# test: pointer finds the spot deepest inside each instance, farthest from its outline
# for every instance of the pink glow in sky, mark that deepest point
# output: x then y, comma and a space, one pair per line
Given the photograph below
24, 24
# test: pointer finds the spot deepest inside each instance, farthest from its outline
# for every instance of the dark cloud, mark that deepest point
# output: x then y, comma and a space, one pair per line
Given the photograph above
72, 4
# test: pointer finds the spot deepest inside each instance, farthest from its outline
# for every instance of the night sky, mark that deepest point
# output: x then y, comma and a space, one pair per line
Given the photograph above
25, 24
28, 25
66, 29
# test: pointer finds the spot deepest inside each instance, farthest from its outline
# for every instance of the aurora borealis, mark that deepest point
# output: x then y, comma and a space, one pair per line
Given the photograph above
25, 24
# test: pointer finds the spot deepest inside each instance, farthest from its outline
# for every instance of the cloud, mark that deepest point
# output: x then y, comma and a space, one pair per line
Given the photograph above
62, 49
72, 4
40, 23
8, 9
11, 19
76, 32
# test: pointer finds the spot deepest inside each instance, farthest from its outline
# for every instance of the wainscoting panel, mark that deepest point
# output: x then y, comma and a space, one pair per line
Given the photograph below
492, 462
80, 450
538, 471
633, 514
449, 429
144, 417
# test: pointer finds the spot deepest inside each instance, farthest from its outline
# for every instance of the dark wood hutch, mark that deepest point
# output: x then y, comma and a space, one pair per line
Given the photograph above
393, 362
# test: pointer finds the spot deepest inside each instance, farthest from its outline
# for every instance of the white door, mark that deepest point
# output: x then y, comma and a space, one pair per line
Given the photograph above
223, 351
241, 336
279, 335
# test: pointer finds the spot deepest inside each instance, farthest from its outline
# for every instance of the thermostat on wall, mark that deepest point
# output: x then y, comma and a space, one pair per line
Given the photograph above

——

**Activity**
Only lines containing the string "that" belong in the answer; find them in the data above and copy them.

**Your solution**
# for every instance of the pink glow in sky, mark that deepest point
# for every instance of the dark cloud, mark that deepest point
# for every instance of the night sky, mark that deepest point
# for every instance of the aurora borealis, mark that deepest point
# for every instance of the cloud, mark that deepest point
# for every instance of the wainscoting panel, mark that deepest point
# for every instance of the dark wood hutch, mark that deepest point
# for every instance of the white door, mark that deepest point
# for every instance of the thermostat on wall, mark that deepest point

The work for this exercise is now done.